*What to work on*: Word for word, repeat each entry that follows.

*Task data*:
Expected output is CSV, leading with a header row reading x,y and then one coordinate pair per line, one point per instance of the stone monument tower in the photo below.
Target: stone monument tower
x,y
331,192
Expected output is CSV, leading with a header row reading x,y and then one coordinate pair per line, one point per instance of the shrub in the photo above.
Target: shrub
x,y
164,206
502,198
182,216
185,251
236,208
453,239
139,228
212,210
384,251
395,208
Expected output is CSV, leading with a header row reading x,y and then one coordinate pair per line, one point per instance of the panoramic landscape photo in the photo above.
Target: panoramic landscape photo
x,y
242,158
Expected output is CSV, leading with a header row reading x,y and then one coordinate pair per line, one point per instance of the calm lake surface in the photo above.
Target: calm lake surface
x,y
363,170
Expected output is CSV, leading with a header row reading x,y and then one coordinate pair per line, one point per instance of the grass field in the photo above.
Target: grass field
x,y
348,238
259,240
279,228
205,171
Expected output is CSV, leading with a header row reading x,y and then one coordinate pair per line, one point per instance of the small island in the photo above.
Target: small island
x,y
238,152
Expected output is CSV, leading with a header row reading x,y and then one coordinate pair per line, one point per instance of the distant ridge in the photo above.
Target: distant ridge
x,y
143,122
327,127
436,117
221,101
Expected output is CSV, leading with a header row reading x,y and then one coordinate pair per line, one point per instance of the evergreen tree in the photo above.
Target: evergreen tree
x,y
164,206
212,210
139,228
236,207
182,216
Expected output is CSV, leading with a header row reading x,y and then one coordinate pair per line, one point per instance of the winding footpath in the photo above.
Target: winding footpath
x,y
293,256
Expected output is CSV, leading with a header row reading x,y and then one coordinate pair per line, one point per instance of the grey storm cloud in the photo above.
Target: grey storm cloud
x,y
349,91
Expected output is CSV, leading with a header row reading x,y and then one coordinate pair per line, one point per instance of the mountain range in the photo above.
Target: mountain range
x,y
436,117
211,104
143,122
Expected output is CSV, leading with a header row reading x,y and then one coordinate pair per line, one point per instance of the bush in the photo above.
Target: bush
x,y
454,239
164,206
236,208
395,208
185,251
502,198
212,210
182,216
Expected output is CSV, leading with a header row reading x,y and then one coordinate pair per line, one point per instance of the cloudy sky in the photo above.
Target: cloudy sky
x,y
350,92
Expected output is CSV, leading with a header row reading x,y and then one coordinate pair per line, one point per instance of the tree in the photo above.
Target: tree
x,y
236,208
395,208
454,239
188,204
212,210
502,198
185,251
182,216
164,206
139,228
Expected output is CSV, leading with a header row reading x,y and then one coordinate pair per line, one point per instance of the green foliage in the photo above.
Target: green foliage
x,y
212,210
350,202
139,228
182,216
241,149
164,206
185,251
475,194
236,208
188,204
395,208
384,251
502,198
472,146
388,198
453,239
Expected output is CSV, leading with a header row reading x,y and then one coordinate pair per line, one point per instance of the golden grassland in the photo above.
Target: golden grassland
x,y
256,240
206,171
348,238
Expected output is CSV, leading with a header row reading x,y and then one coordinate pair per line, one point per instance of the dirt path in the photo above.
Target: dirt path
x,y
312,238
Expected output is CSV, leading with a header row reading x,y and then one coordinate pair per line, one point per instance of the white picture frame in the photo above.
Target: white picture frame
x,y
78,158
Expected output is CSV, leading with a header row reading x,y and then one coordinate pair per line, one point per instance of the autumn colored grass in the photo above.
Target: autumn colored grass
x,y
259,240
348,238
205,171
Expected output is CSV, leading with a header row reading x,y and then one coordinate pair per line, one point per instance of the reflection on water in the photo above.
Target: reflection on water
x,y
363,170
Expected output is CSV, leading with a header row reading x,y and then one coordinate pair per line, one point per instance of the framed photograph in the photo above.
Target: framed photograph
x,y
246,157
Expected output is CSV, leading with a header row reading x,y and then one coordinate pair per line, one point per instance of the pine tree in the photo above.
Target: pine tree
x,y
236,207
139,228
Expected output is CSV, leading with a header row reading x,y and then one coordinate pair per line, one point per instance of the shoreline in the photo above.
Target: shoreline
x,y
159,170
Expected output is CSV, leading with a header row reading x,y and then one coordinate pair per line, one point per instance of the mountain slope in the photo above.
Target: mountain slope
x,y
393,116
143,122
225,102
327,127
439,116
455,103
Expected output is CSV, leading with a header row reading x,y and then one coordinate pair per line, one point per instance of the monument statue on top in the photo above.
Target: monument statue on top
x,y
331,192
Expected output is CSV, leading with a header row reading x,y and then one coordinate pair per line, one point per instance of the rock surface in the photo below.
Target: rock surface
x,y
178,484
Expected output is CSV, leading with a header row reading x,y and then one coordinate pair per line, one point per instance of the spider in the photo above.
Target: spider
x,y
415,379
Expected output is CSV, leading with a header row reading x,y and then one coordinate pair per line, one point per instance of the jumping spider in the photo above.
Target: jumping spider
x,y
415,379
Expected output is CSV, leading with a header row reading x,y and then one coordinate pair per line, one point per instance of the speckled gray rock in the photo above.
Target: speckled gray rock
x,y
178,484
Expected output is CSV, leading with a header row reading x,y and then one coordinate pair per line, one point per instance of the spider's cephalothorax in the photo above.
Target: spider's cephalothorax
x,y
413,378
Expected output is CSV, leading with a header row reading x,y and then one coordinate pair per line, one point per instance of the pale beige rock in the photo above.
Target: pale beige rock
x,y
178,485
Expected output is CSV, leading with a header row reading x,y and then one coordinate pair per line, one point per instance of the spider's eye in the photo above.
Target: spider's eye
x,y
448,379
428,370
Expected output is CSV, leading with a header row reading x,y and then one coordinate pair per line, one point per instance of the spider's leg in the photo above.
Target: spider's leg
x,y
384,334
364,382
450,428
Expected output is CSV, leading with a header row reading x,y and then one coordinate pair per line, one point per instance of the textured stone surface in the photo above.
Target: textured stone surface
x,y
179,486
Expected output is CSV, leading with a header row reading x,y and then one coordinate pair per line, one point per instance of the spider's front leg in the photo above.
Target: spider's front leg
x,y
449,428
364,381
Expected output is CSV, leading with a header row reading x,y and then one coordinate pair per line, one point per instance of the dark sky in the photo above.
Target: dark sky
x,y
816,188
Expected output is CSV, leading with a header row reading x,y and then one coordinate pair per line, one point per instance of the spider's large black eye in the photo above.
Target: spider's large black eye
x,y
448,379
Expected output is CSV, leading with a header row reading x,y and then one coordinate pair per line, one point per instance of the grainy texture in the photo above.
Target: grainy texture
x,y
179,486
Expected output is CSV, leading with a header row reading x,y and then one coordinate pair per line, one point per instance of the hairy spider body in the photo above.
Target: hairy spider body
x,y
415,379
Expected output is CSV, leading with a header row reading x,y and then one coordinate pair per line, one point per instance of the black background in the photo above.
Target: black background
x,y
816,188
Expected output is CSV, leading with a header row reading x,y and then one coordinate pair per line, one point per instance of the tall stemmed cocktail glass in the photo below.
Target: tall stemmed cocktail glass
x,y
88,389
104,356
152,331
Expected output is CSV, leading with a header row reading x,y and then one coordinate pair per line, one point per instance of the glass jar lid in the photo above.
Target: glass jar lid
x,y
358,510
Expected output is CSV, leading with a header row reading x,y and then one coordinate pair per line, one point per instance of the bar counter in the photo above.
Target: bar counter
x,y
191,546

*Exercise response*:
Expected output is CSV, leading with a header row reading x,y and then one coordinate pair per line, one point per instance of the stone monument tower in the photo below.
Target: stone monument tower
x,y
331,192
Expected output is CSV, leading with a header row reading x,y and then one coordinate pair per line, one point per instance of the shrub in the photo above.
Target: shrub
x,y
164,206
502,198
182,216
185,251
236,208
453,239
139,228
212,210
384,251
395,208
Expected output is CSV, leading with a header row reading x,y and then one coordinate pair per line, one point per instance of the panoramic landscape photo in the photo above.
Target: panoramic landscape photo
x,y
242,158
Expected output is CSV, leading with a header row reading x,y and then one coordinate pair per line, one point per instance of the calm lake surface in the photo above.
Target: calm lake surface
x,y
363,170
Expected output is CSV, leading with a header row reading x,y and then one coordinate pair per line, one point per instance of the grass field in the photo above.
Target: grass field
x,y
348,238
259,240
279,228
205,171
Expected output is CSV, leading with a header row reading x,y and then one coordinate pair per line, one point per instance of the small island in the photo above.
Target: small island
x,y
238,152
Expected output is CSV, leading with a header row reading x,y and then one coordinate pair per line, one point per instance of the distant ridge in the photo above.
Target: distant ridge
x,y
143,122
327,127
436,117
221,101
Expected output is CSV, leading with a header row reading x,y and then one coordinate pair per line, one point per instance of the evergreen tree in the photo above.
Target: evergreen tree
x,y
164,206
212,210
139,228
236,207
182,216
Expected output is CSV, leading with a header row reading x,y and then one coordinate pair per line, one point per instance of the winding footpath in the photo above.
Target: winding footpath
x,y
293,256
Expected output is CSV, leading with a header row reading x,y and then one coordinate pair per line, one point per instance of the grey storm cloud in the photo above.
Target: grey storm cloud
x,y
349,91
Expected output is CSV, leading with a header row reading x,y and then one coordinate pair per line, one point per instance of the mountain range in the photo above.
Target: mountain range
x,y
436,117
211,104
143,122
Expected output is CSV, leading with a header row reading x,y and then one coordinate pair per line, one point per instance of the bush in the photo above.
Target: bush
x,y
454,239
164,206
236,208
395,208
185,251
502,198
212,210
182,216
Expected output is CSV, leading with a header row reading x,y and then one coordinate pair per line, one point per instance of the cloudy sky in the photo above.
Target: cloudy sky
x,y
350,92
Expected output is CSV, leading with a header row reading x,y and then one coordinate pair per line, one point per instance of the tree in the photo above.
Target: tree
x,y
236,208
395,208
454,239
188,204
212,210
502,198
185,251
182,216
164,206
139,228
Expected output is CSV, leading with a header row reading x,y and then one coordinate pair per line, one point per instance of the green foliage in the photo above.
Target: green foliage
x,y
212,210
350,202
139,228
182,216
241,149
164,206
185,251
475,194
236,208
188,204
395,208
384,251
502,198
472,146
388,198
453,239
Expected output is CSV, leading with a header row reading x,y and then one coordinate pair per line, one point per instance of the golden grassland in the photo above.
Target: golden grassland
x,y
256,240
206,171
348,238
Expected output is CSV, leading with a header row reading x,y and then one coordinate pair per line, one point per instance of the dirt path in the photo above.
Target: dirt path
x,y
312,238
Expected output is CSV, leading with a header row reading x,y and then one coordinate pair per line, one point per instance of the white picture frame in the photo above.
Target: white picture frame
x,y
78,158
Expected output is CSV, leading with a header row reading x,y and then one coordinate pair per line, one point per instance of the autumn colored grass in the photo above.
Target: autumn colored grass
x,y
259,240
348,238
205,171
Expected output is CSV, leading with a header row reading x,y and then one coordinate pair per line, one point per instance of the reflection on water in the photo above.
Target: reflection on water
x,y
363,170
Expected output is CSV, leading with a header row reading x,y and then one coordinate pair per line, one point per instance of the framed photograph in the photo above.
Target: framed photograph
x,y
246,157
Expected output is CSV, leading with a header row reading x,y and then one coordinate pair per line, one point per instance of the pine tree in the photo above.
Target: pine tree
x,y
236,207
139,228
Expected output is CSV, leading with a header row reading x,y and then one coordinate pair per line, one point per instance of the shoreline in the photo above.
Target: shoreline
x,y
159,170
Expected output is CSV, leading with a header row reading x,y and then one coordinate pair per line, one point per instance of the mountain slope in the photo above.
Target: mountain slope
x,y
393,116
143,122
225,102
327,127
439,116
455,103
Expected output is CSV, leading with a header row reading x,y and then one coordinate pair per line, one point per instance of the monument statue on top in the photo above.
Target: monument statue on top
x,y
331,192
Expected output is CSV, leading with a header row reading x,y and then one coordinate pair per line, one point per instance of the rock surface in the photo below.
Target: rock surface
x,y
178,484
Expected output is CSV, leading with a header row reading x,y and then one coordinate pair per line, one point per instance of the spider in the photo above.
Target: spider
x,y
415,379
Expected output is CSV, leading with a header row reading x,y and then one coordinate pair per line, one point per instance of the jumping spider in the photo above.
Target: jumping spider
x,y
415,379
Expected output is CSV, leading with a header row reading x,y and then one coordinate pair per line, one point per instance of the speckled gray rock in the photo above.
Target: speckled gray rock
x,y
178,484
Expected output is CSV, leading with a header row reading x,y and then one coordinate pair per line, one point per instance of the spider's cephalothorax in the photo above.
Target: spider's cephalothorax
x,y
413,378
Expected output is CSV, leading with a header row reading x,y and then one coordinate pair per line, one point per instance of the pale beige rock in the photo above.
Target: pale beige rock
x,y
178,485
Expected output is CSV, leading with a header row reading x,y and then one coordinate pair per line, one point per instance of the spider's eye in the photo above.
Target: spider's eye
x,y
448,379
428,370
Expected output is CSV, leading with a header row reading x,y and then one coordinate pair per line, one point per instance of the spider's leg in the photo above.
Target: spider's leg
x,y
384,334
364,382
450,428
Expected output is CSV, leading with a header row reading x,y and then one coordinate pair per line, one point per instance of the textured stone surface in the photo above.
Target: textured stone surface
x,y
179,486
Expected output is CSV, leading with a header row reading x,y and then one coordinate pair per line, one point per instance of the spider's front leg in the photo above.
Target: spider's front leg
x,y
449,428
364,381
Expected output is CSV, leading with a header row reading x,y and then one coordinate pair per line, one point per instance of the dark sky in the photo above.
Target: dark sky
x,y
816,188
Expected output is CSV, leading with a header row reading x,y and then one coordinate pair per line, one point per instance of the spider's large black eye in the photo above.
Target: spider's large black eye
x,y
448,379
Expected output is CSV, leading with a header row reading x,y and then one coordinate pair per line, one point per instance of the grainy texture in the photo above.
Target: grainy texture
x,y
179,486
Expected output is CSV, leading with a header row reading x,y and then one coordinate pair per line, one point per instance of the hairy spider body in the photo above.
Target: hairy spider body
x,y
415,379
Expected output is CSV, leading with a header row reading x,y and then one coordinate pair per line, one point per instance of the black background in the photo above.
Target: black background
x,y
816,188
Expected output is CSV, leading with a header row reading x,y and then one coordinate pair per line, one point per instance of the tall stemmed cocktail glass in the photo below.
Target: tall stemmed cocktail glass
x,y
88,389
104,356
152,331
Expected output is CSV, leading with a header row reading x,y and then one coordinate pair per line, one point per instance of the glass jar lid in the photo above.
Target: glass jar lid
x,y
358,510
Expected output is CSV, leading with a header row reading x,y and then one coordinate pair per line, one point per instance of the bar counter in the photo above.
Target: bar counter
x,y
191,546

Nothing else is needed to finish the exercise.